# [WHAT IS REQUIRED]
Turn everything in the listing from the line containing "Presence query — locate the recessed" down through its final line, both included, into a numbered list, leaving out any blank lines.

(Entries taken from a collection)
--------------------

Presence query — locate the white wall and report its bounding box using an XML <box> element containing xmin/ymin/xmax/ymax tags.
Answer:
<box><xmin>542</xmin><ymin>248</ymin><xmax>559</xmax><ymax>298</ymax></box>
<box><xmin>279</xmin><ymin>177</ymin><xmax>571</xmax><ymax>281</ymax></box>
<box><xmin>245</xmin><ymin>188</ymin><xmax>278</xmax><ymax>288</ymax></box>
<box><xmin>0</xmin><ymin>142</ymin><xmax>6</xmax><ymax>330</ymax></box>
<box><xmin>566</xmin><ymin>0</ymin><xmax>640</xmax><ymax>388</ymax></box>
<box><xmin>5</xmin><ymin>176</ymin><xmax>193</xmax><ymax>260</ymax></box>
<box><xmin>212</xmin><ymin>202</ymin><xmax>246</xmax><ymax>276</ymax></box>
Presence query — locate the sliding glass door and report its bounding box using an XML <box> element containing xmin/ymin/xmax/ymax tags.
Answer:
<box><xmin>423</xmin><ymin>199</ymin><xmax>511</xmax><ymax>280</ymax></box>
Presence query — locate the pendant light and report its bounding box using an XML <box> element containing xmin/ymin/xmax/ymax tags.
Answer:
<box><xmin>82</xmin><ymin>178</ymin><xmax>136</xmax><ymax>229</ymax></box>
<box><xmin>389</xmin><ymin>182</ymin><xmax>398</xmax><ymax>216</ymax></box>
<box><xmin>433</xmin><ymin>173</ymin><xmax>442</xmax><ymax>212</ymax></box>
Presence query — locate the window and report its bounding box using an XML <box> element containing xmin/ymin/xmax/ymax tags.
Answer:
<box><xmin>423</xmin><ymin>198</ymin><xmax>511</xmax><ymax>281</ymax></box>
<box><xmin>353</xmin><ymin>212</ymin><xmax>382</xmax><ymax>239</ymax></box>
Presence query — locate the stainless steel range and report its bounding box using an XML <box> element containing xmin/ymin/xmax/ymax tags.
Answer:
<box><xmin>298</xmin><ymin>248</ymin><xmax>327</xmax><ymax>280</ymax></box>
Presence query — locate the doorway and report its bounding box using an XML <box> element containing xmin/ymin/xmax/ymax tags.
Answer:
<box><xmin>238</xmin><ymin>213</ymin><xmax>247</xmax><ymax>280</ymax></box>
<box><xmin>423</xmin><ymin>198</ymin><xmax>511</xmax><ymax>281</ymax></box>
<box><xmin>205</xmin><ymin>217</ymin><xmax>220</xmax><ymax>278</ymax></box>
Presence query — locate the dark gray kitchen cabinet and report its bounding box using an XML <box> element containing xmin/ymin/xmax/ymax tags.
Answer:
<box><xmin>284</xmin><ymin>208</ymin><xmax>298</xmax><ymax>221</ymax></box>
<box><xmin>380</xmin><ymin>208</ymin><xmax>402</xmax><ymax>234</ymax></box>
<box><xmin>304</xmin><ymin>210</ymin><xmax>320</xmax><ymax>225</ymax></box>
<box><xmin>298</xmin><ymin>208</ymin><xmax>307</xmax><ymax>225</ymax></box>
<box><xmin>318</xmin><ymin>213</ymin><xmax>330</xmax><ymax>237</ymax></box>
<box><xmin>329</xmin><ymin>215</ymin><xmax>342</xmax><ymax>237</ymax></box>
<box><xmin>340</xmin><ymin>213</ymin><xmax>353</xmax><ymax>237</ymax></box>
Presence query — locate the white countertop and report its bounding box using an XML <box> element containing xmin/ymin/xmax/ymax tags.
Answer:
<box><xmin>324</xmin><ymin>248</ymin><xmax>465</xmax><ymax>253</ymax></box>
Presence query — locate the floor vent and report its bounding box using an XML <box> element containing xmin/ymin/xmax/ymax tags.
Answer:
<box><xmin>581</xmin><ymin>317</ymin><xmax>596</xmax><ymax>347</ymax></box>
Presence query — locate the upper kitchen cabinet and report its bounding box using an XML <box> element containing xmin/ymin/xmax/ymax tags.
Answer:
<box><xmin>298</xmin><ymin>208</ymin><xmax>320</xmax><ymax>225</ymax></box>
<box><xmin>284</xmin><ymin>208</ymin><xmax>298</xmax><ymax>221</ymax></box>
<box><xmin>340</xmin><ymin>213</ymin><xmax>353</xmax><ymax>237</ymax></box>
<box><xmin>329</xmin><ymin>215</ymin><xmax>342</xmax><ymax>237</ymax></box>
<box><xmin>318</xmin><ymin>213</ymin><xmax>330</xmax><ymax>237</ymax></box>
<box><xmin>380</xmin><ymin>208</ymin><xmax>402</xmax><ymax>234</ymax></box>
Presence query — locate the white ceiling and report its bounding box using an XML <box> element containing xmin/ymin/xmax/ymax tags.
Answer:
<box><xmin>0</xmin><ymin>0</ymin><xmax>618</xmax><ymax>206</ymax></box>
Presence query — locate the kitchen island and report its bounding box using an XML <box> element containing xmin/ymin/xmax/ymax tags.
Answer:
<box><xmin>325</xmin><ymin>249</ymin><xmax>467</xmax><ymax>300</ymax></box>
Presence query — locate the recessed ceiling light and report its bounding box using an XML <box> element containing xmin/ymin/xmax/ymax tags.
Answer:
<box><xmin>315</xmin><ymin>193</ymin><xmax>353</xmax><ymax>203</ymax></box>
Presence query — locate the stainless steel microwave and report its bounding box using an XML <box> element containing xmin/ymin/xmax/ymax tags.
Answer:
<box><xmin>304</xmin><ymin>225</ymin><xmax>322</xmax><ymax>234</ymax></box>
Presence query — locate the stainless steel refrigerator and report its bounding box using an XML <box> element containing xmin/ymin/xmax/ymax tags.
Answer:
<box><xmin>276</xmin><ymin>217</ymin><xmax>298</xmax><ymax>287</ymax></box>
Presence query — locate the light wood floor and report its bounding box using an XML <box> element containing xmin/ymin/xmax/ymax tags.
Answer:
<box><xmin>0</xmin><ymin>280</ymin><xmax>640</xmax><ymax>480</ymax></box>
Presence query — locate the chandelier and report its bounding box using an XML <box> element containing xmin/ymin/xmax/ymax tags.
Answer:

--------------------

# [EXPECTED OUTPUT]
1. Presence query — locate the recessed ceiling light and report its bounding box using an XML <box> element containing xmin/ymin/xmax/ymax tags.
2. Answer:
3. <box><xmin>315</xmin><ymin>193</ymin><xmax>353</xmax><ymax>203</ymax></box>
4. Presence query — locate the stainless steel microwave and report its bounding box using an XML <box> element containing xmin/ymin/xmax/ymax tags.
5. Answer:
6. <box><xmin>304</xmin><ymin>225</ymin><xmax>322</xmax><ymax>234</ymax></box>
7. Presence query — locate the stainless steel refrigerator and report its bounding box using an XML <box> element containing xmin/ymin/xmax/ymax tags.
8. Answer:
9. <box><xmin>276</xmin><ymin>217</ymin><xmax>298</xmax><ymax>287</ymax></box>
10. Presence query — locate the light wood floor and report its bounding box using an XML <box> element containing xmin/ymin/xmax/ymax tags.
11. Answer:
12. <box><xmin>0</xmin><ymin>280</ymin><xmax>640</xmax><ymax>480</ymax></box>
13. Presence query — locate the chandelier and report its bounding box using an XML <box> element containing xmin/ymin/xmax/ymax tags.
14. Answer:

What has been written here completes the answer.